◆ Seçilen Metin ◆

Çetin Ünsalan – Hesap vermiyorsan, demokrasi yoktur

Türkiye’de demokrasicilik oynuyoruz. Demokrasiyi sandıktan ibaret sananlar, bir tarafta yaptıklarının hesabını vermemeyi, öte tarafta verdiği oyun takibini yapmamayı normal zannediyor.

 

Durum bu olunca da, memleket yolgeçen hanına dönüyor. Öyle bir ülke düşünün ki, o ülkede iktidarın harcamaları tam 3 senedir, bunu yapmakla yükümlü Sayıştay tarafından denetlenip, rapor halinde sunulamıyor. 2 sene daha da sunulamayacak.

 

Bir dönem serbest piyasayı da böyle anlattılar. İş o kadar çığrından çıktı ki, bu piyasa tarzını destekleyenler de, karşı çıkanlar da duruma şaşı bakar oldu. Çünkü ortada serbest piyasa diye bir şey yok. Bunda iki temel ayak vardır: Tam rekabet ve etkin denetim.

 

Türkiye’de hiçbir zaman denetim ayağını oluşturmadık. Bunu sektörel bir piyasa yapısından, büyük şirketler bazında verilen ihalelere kadar hiçbir alanda gerçekleştiremedik. Hatta son yıllarda iktidarı bile denetleyemiyoruz. Tam rekabet ise, denetimin olmadığı yerde zaten mümkün değil. O zaman bunun adı serbest piyasa falan değil. Karşı çıkanların da, destekleyenlerin de haberi olsun.

 

Aylardır ülkede sistematik olarak elektrik kesiliyor. Hani o büyük kesinti vardı ya; onun nedeni halen açıklanmadı. Tüketici Birliği Federasyonu haberli kesintileri endeks haline getirdi.

◆ Görev a ◆
Kayıtların ilk satırından başlayıp "214,132,290,201" ifadesini içeren satıra kadar, iki uç da dahil olmak üzere, satırları numaralı liste olarak düzenleyin. Boş satırları listeye almayın.

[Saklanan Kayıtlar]
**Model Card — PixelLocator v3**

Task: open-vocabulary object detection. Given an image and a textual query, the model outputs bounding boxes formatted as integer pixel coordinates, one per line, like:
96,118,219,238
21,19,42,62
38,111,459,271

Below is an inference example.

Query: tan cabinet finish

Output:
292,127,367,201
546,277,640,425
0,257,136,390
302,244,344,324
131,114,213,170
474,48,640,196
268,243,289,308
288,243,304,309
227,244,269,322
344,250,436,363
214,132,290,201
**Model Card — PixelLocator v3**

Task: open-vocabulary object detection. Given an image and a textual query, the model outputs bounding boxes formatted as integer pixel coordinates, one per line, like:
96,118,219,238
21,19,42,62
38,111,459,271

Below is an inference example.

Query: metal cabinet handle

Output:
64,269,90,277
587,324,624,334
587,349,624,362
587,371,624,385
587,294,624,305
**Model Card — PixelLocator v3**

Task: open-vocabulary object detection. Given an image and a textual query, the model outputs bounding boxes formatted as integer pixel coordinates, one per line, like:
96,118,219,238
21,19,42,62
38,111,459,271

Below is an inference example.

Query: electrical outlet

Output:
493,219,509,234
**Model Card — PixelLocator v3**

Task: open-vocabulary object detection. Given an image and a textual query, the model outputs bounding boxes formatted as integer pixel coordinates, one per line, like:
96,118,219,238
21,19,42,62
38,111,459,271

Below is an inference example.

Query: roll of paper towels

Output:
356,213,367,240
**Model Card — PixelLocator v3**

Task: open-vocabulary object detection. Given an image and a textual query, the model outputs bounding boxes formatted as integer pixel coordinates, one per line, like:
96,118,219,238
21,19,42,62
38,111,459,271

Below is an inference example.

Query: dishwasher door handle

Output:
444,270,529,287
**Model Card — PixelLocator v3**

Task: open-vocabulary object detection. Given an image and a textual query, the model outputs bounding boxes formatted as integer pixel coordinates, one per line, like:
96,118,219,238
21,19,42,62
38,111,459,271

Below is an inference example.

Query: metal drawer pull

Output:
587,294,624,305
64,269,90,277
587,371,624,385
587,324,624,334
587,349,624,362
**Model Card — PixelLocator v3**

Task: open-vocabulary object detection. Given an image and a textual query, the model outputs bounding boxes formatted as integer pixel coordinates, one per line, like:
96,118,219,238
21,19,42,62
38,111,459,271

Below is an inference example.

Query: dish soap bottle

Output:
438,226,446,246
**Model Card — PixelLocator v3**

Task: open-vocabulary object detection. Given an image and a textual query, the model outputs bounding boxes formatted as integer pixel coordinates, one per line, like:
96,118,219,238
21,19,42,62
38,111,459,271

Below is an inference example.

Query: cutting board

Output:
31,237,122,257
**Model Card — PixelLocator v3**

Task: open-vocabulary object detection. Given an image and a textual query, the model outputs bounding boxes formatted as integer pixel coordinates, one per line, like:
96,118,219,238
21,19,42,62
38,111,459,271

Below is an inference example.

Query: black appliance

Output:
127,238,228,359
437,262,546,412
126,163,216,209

◆ Görev b ◆
Demokrasi ve denetim üzerine yazıyı kaldığı yerden devam ettirin.

◆ Çıktı a ◆
1. **Model Card — PixelLocator v3**
2. Task: open-vocabulary object detection. Given an image and a textual query, the model outputs bounding boxes formatted as integer pixel coordinates, one per line, like:
3. 96,118,219,238
4. 21,19,42,62
5. 38,111,459,271
6. Below is an inference example.
7. Query: tan cabinet finish
8. Output:
9. 292,127,367,201
10. 546,277,640,425
11. 0,257,136,390
12. 302,244,344,324
13. 131,114,213,170
14. 474,48,640,196
15. 268,243,289,308
16. 288,243,304,309
17. 227,244,269,322
18. 344,250,436,363
19. 214,132,290,201

◆ Çıktı b ◆
 

İlk ayki sonuç, bir ayda toplam 6 yıllık elektrik kesintisi yaşadığımızı ortaya koydu. Son veri de bundan farklı değil. Ağustos 2015 itibariyle, mart ayına oranla kesintilerde yüzde 25,8 oranında artış oldu. Yetkililerden de, EPDK’dan da tık yok.

 

Gelelim bugün ajanslara düşen diğer habere… Dört ülkeyi birbirine bağlayacak İsviçre Tüneli bitme aşamasına geldi. Dünyanın en uzun tüneli olarak nitelendiriliyor ve İsviçre Alpleri’nin altından geçiyor. 57 kilometrelik tünel için harcanan para 10,3 milyar dolar.

 

Peki, 13,6 kilometrelik güzergâhı olan ve 1,5 kilometrelik tüp geçide sahip Marmaray için kaç para harcadık? Dönemin Ulaştırma Bakanı Binali Yıldırım’ın 2013 tarihindeki açıklamasına göre 8 milyar TL. Yani 2,92’den yaklaşık 2,7 milyar dolar. Yapıldığı dönemde 1,7 – 1,92 kur aralığını tartıştığımızı hatırlatırım.

 

Bunun 5 milyar dolara yakın bir rakama mal olduğu iddiasının ise tersi kanıtlanamadı. Zira Ecevit dönemindeki; aynı proje otoyol ve demiryolu için 5 milyar dolar civarında bir bedele teklif edilmişti. Arada bir hesap şişkinliği yok mu? Araştırılabiliyor mu? Hayır… Hesap veren var mı? Hayır…

 

Nitekim gerekli soruyu Soma’dan oyların çalınmasına, Mercedes’e binen adama yeşil kart dağıtımından örtülü ödenek tutarındaki patlamaya kadar hiçbir yerde soramıyoruz; sorsak yanıt alamıyoruz. Bir vatandaş, iktidara dava açamıyor.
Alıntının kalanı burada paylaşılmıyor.